Please recast the lines in the rows below as a Markdown table with the columns Nr and Entry, beginning at the line that has "target: **green palm fruit**" and going through the end of the rows. Number each line in Nr and leave out blank lines.

-- START OF EXERCISE MATERIAL --

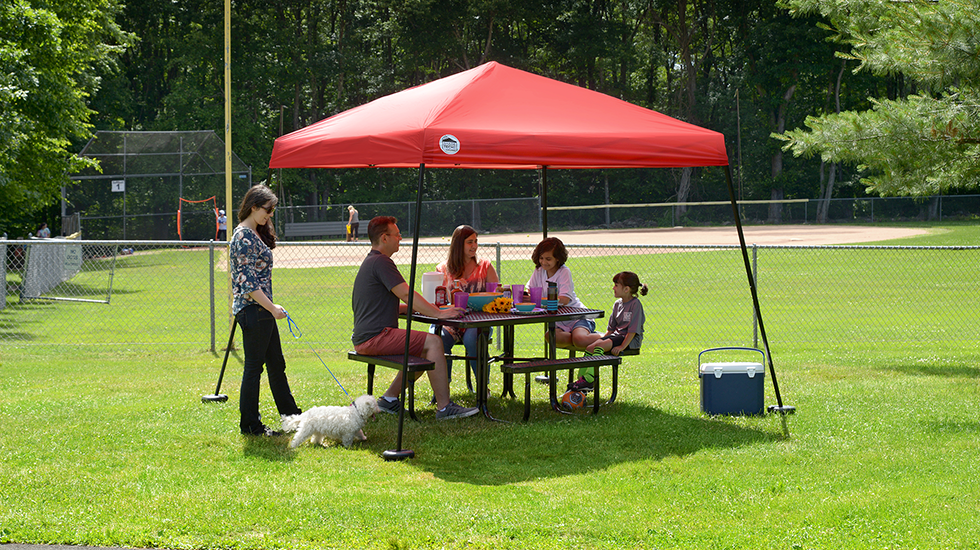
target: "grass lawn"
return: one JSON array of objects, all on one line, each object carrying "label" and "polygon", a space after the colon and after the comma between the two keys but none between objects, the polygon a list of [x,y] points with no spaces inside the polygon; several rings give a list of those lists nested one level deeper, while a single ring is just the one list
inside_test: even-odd
[{"label": "grass lawn", "polygon": [[[975,228],[959,239],[958,231],[922,238],[977,242]],[[772,326],[791,313],[775,311]],[[796,317],[804,328],[805,317]],[[75,331],[99,322],[80,320]],[[780,346],[780,389],[798,409],[785,423],[701,413],[700,348],[663,341],[624,360],[619,399],[595,417],[552,413],[536,386],[529,423],[517,421],[520,403],[498,397],[495,415],[515,422],[437,422],[423,381],[422,422],[406,421],[403,436],[417,456],[403,462],[381,458],[397,432],[386,415],[351,449],[291,451],[288,438],[240,436],[240,352],[222,387],[229,402],[204,404],[221,355],[167,345],[10,347],[0,351],[0,542],[978,548],[980,348],[895,334]],[[363,391],[360,364],[321,357],[351,394]],[[287,361],[301,407],[346,399],[309,348],[292,347]],[[381,371],[383,387],[391,371]],[[471,404],[456,372],[454,398]],[[499,389],[498,373],[491,387]],[[766,392],[774,404],[769,380]],[[275,423],[265,383],[262,397]]]}]

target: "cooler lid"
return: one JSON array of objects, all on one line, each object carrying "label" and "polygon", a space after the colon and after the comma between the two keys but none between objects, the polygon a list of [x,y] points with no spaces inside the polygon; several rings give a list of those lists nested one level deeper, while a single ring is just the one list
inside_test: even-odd
[{"label": "cooler lid", "polygon": [[711,374],[714,374],[715,378],[721,378],[725,374],[745,374],[749,378],[755,378],[756,376],[765,376],[766,369],[762,363],[701,363],[701,375]]}]

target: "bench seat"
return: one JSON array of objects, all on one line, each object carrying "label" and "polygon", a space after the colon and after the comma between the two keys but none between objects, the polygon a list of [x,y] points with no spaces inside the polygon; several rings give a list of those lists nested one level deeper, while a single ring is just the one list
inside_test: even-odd
[{"label": "bench seat", "polygon": [[[525,363],[503,363],[500,365],[500,372],[507,374],[524,375],[524,421],[531,416],[531,375],[537,372],[549,373],[548,393],[551,399],[551,408],[558,411],[561,407],[558,403],[556,388],[556,372],[559,370],[573,371],[583,367],[596,367],[595,380],[593,381],[592,394],[592,413],[599,412],[599,368],[604,366],[612,367],[612,394],[615,398],[617,386],[619,384],[619,364],[622,358],[613,355],[590,355],[585,357],[568,357],[565,359],[545,359],[540,361],[528,361]],[[610,400],[611,402],[611,400]]]},{"label": "bench seat", "polygon": [[[359,361],[361,363],[367,363],[368,366],[368,387],[367,392],[374,395],[374,370],[376,365],[381,365],[382,367],[388,367],[389,369],[402,370],[405,356],[404,355],[361,355],[360,353],[349,351],[347,352],[347,358],[351,361]],[[418,421],[418,417],[415,416],[415,377],[411,374],[416,372],[425,372],[435,368],[435,363],[425,359],[423,357],[415,357],[414,355],[408,356],[408,368],[404,369],[409,376],[405,377],[404,383],[408,384],[408,414],[412,417],[412,420]]]},{"label": "bench seat", "polygon": [[347,222],[294,222],[287,223],[283,229],[286,237],[347,236]]}]

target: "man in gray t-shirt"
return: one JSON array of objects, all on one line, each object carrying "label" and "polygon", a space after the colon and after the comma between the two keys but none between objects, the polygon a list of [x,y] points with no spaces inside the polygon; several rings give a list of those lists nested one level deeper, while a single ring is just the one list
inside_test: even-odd
[{"label": "man in gray t-shirt", "polygon": [[[368,224],[371,251],[361,263],[351,291],[351,310],[354,313],[351,342],[354,351],[363,355],[401,355],[405,352],[406,336],[409,336],[409,353],[435,363],[435,368],[428,371],[428,375],[438,407],[436,418],[472,416],[478,409],[460,407],[449,398],[449,375],[442,338],[417,330],[409,335],[405,329],[398,328],[398,314],[408,310],[410,289],[391,260],[391,256],[398,252],[401,241],[396,223],[395,218],[379,216]],[[439,309],[418,292],[414,292],[412,306],[418,313],[437,319],[449,319],[463,313],[456,307]],[[401,389],[402,372],[399,371],[391,386],[378,399],[381,410],[398,412],[401,404],[397,398]]]}]

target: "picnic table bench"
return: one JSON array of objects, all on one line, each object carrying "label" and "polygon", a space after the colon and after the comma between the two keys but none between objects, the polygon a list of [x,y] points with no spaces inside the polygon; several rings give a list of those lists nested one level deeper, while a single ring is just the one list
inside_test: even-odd
[{"label": "picnic table bench", "polygon": [[[284,226],[286,237],[347,236],[347,222],[293,222]],[[363,233],[358,227],[358,234]]]},{"label": "picnic table bench", "polygon": [[[540,361],[528,361],[524,363],[503,363],[500,365],[500,372],[506,374],[524,375],[524,421],[531,417],[531,375],[537,372],[549,373],[548,393],[551,398],[551,408],[561,411],[558,404],[557,392],[557,371],[568,370],[570,373],[574,369],[583,367],[596,367],[595,380],[593,381],[592,414],[599,412],[599,367],[611,366],[613,369],[612,398],[610,403],[616,399],[617,385],[619,384],[619,364],[622,358],[614,355],[587,355],[585,357],[567,357],[564,359],[543,359]],[[571,374],[569,375],[571,379]]]}]

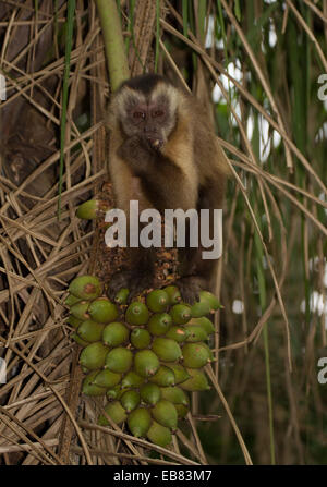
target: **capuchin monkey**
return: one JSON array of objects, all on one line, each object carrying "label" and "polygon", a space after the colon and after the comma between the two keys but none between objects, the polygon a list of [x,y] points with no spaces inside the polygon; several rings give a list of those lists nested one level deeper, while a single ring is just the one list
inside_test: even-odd
[{"label": "capuchin monkey", "polygon": [[[118,208],[129,221],[130,200],[140,211],[156,208],[210,210],[222,208],[227,158],[201,104],[169,80],[146,74],[125,81],[112,96],[107,118],[110,130],[109,172]],[[186,228],[186,235],[189,234]],[[187,239],[187,238],[186,238]],[[189,239],[190,244],[190,239]],[[213,290],[215,260],[196,248],[179,249],[182,299],[194,303],[202,289]],[[152,287],[155,252],[130,248],[129,269],[113,275],[111,297],[121,288],[130,297]]]}]

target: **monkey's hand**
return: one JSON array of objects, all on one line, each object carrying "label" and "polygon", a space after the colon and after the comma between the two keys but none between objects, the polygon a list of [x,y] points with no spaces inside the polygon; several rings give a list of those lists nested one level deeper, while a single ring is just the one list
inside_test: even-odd
[{"label": "monkey's hand", "polygon": [[118,291],[122,288],[128,288],[129,303],[134,296],[141,294],[145,289],[153,285],[153,276],[149,272],[134,270],[122,270],[114,273],[108,285],[108,296],[113,300]]},{"label": "monkey's hand", "polygon": [[175,285],[180,290],[182,300],[185,303],[194,304],[196,301],[199,301],[198,293],[206,288],[206,282],[199,276],[185,276],[178,279]]}]

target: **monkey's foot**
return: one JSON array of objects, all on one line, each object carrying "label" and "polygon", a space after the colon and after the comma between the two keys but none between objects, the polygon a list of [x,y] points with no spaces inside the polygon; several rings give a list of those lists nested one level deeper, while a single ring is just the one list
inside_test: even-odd
[{"label": "monkey's foot", "polygon": [[179,288],[182,295],[182,300],[185,303],[194,304],[199,301],[199,291],[205,289],[205,281],[197,276],[187,276],[175,281],[175,285]]},{"label": "monkey's foot", "polygon": [[128,288],[129,302],[141,294],[145,289],[152,288],[154,277],[148,271],[131,271],[122,270],[112,276],[108,285],[108,296],[113,300],[118,291],[122,288]]}]

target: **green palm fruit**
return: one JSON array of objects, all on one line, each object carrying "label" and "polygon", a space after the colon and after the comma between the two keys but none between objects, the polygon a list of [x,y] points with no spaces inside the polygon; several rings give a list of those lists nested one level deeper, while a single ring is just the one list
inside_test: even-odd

-- END OF EXERCISE MATERIAL --

[FINAL ANSWER]:
| Nr | Entry |
|---|---|
| 1 | target: **green palm fruit** |
| 2 | return: one JSON array of objects, all on one line, each object carrying "label" and "polygon", a space after the colon and after the comma between the two keys but none between objects, the polygon a list of [x,y] points with no spaces inside the polygon; several rings give a list of those lists nested one level deeper, while a single ring is just the one list |
| 3 | inside_test: even-odd |